__Objective__
Return, unchanged, each line of the records below that contains the string "pond".

__Segmentation labeling items__
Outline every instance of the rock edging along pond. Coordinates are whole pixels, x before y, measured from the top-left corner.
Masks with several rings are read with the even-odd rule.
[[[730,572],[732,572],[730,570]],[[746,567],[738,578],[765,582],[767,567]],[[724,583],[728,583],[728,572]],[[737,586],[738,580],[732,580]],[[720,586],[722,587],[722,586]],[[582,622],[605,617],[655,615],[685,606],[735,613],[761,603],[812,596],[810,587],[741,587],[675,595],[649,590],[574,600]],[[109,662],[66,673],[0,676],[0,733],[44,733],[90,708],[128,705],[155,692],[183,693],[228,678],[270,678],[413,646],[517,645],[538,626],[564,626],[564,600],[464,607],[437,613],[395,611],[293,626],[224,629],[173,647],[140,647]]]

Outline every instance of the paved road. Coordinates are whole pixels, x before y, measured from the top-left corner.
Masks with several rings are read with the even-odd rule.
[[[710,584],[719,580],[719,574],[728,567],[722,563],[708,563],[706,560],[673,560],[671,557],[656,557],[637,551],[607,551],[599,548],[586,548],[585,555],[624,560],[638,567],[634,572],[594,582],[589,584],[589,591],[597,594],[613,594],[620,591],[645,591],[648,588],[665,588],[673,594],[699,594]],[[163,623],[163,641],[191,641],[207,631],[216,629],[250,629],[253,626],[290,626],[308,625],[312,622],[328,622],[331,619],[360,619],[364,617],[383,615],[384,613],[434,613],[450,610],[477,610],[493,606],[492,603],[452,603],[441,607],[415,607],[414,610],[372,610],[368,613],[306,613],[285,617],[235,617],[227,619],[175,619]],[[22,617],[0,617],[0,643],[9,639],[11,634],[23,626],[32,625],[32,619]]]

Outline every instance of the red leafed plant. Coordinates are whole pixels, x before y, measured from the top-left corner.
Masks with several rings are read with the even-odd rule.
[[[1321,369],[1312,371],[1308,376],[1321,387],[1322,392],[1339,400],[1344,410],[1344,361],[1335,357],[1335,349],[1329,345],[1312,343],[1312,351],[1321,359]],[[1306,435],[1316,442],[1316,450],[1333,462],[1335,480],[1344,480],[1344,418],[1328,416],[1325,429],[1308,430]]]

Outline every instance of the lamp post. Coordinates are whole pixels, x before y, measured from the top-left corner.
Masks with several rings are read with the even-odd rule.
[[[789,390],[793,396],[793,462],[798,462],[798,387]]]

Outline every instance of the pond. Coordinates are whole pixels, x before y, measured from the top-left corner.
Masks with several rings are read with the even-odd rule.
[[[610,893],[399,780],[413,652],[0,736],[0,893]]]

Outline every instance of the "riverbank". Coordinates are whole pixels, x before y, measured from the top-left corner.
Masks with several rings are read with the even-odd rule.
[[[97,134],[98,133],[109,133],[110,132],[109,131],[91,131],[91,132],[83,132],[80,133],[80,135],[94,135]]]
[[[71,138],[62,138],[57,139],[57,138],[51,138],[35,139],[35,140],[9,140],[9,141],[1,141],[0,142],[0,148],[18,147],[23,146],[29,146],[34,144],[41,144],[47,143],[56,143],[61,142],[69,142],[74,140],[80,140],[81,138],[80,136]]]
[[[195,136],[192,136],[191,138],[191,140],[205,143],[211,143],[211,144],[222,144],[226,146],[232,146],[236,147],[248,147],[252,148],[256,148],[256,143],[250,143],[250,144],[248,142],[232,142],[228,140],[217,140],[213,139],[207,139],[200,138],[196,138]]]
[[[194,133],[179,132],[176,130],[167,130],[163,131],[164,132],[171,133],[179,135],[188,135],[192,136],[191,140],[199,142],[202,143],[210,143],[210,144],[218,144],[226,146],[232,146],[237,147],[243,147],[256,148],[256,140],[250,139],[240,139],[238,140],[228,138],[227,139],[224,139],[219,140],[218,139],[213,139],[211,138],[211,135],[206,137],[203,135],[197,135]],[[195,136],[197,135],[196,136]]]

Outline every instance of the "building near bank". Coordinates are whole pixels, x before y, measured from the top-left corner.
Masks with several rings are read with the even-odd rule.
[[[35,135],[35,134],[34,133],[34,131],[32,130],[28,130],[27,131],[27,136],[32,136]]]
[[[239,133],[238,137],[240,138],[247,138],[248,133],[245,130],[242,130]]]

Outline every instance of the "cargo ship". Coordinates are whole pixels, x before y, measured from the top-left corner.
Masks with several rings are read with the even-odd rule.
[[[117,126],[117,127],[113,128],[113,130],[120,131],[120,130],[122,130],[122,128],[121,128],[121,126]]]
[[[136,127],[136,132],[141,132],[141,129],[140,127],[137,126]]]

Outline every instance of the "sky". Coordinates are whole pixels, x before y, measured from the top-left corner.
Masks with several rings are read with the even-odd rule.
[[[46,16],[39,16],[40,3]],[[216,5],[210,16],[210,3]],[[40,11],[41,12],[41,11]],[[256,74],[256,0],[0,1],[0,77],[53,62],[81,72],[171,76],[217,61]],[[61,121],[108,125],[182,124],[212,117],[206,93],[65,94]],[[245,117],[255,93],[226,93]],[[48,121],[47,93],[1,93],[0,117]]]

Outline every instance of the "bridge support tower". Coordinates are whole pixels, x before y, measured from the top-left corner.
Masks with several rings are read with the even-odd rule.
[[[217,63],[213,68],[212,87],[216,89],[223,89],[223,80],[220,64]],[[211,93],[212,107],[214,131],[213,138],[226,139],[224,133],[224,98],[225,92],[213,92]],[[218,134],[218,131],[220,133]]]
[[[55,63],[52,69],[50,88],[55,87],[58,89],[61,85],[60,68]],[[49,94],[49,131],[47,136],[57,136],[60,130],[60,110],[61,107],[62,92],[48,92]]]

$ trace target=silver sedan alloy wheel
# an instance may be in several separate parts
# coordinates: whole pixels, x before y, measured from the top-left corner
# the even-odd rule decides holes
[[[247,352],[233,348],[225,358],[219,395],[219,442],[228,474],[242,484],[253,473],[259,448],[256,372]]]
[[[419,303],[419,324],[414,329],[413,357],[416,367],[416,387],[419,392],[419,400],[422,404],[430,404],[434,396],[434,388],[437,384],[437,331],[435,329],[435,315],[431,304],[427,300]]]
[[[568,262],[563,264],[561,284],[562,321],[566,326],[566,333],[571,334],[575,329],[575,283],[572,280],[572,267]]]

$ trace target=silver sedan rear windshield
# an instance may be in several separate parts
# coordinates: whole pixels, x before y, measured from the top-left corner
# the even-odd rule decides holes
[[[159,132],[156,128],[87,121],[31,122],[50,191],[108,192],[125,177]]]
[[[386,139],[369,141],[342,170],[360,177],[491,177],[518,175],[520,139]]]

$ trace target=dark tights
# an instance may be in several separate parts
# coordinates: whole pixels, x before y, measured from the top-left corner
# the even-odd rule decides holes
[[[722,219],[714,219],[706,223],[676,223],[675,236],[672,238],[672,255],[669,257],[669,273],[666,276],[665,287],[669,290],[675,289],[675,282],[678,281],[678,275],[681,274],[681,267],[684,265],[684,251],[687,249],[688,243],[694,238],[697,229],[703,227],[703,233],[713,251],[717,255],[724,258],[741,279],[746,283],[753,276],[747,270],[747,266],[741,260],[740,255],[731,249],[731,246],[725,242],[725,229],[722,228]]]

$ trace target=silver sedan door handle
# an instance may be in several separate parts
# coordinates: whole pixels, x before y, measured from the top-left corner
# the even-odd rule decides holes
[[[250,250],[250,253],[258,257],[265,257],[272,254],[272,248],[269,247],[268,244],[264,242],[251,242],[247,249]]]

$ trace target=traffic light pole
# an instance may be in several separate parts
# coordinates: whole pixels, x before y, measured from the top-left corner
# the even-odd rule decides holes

__Task response__
Outline every instance of the rock edging along pond. Coordinates are whole pixels, x before y, measured from the top-left corner.
Outline every instance of the pond. Coordinates are whole pixels, x before y, measured from the top-left corner.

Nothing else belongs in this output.